- _YOUR GOAL_: Retype the passage in the advice text on social comparison between "Let me take" and "at-ease with themselves.", inclusive.

- _PAGE_:
Let me take a guess - because being out amongst 'non depressed' or 'successful' people might highlight your own social and personal inadequacies. 

 

Notice how I put non depressed and successful in quotation marks - everybody has their own insecurities and issues, its just that those people may be riding a wave rather than a trough at that particular moment. I'm sure you have been in social situations where your good mood or projected success has made somebody else feel ill at-ease with themselves. 

 

Use facebook as an example - they have actually proven that being bombarded by the non-stop display of lifestyle pornography from your acquaintances (not friends) makes you depressed because you begin to perceive their comparative successes in life as benchmark to measure your own by. Get rid of that shit - the people that matter most are probably on your phone or you see them daily.

 

My advice - just begin to realise that though person B may have an attractive girlfriend or nice car, they are probably just as unhappy as you. To transcend beyond a state where you perceive another's lifestyle as a model to base yours upon is the first step in a path of projecting your own individual aura upon the world, and you will soon begin to notice how things will change for you.

- _INFORMATION SHOWN_:
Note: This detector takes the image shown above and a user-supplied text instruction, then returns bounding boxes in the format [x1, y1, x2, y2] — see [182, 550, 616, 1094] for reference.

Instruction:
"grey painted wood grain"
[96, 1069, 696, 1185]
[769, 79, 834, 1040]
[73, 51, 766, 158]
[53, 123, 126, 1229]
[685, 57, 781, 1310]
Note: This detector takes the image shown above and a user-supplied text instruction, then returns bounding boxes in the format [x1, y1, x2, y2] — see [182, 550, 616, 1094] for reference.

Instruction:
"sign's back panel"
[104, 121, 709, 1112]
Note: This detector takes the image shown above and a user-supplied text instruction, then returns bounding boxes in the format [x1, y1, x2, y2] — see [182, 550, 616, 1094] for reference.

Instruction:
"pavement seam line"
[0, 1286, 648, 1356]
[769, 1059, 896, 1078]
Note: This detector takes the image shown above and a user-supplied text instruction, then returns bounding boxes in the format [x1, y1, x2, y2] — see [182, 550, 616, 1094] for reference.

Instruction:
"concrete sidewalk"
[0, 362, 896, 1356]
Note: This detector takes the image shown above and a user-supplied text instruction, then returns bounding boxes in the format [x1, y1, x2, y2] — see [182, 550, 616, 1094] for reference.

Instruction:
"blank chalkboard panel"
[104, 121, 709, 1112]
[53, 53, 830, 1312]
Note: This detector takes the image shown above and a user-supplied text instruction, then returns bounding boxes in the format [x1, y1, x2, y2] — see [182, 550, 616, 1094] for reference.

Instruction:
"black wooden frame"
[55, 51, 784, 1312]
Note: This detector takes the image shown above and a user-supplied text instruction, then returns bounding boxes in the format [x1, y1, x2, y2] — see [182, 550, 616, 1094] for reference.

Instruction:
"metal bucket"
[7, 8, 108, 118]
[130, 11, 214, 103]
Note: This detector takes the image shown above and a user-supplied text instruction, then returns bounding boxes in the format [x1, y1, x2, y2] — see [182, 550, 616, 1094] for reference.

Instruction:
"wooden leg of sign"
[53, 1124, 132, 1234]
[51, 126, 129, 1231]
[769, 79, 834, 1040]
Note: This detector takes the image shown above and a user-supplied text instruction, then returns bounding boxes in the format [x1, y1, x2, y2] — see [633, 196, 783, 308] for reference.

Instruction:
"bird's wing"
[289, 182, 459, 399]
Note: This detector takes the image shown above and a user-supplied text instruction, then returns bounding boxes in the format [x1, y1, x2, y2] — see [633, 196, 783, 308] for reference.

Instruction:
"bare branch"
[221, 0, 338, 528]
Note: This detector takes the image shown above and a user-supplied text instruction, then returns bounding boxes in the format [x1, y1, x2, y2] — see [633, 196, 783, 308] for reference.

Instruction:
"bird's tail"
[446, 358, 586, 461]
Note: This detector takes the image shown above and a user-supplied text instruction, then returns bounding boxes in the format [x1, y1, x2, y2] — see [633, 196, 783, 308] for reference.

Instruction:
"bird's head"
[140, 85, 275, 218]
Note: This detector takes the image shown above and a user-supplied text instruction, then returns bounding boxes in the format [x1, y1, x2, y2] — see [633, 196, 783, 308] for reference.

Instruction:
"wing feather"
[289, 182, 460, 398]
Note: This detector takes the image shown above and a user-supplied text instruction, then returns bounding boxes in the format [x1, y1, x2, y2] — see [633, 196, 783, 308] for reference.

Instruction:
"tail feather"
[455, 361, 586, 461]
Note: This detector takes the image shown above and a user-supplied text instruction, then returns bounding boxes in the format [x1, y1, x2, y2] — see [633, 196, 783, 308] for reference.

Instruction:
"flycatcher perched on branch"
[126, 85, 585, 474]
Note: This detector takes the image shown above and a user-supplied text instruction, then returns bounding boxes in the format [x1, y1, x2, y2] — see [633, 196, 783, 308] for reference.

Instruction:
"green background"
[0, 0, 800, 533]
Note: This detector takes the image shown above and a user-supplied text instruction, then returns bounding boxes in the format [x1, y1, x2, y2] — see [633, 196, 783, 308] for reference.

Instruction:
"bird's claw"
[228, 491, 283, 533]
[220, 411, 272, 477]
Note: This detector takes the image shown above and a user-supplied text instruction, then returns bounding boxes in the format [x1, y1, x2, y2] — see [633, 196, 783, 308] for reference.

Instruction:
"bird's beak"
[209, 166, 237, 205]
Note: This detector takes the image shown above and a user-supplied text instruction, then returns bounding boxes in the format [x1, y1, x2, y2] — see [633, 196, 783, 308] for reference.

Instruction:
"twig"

- _EXERCISE ANSWER_:
Let me take a guess - because being out amongst 'non depressed' or 'successful' people might highlight your own social and personal inadequacies. 

 

Notice how I put non depressed and successful in quotation marks - everybody has their own insecurities and issues, its just that those people may be riding a wave rather than a trough at that particular moment. I'm sure you have been in social situations where your good mood or projected success has made somebody else feel ill at-ease with themselves.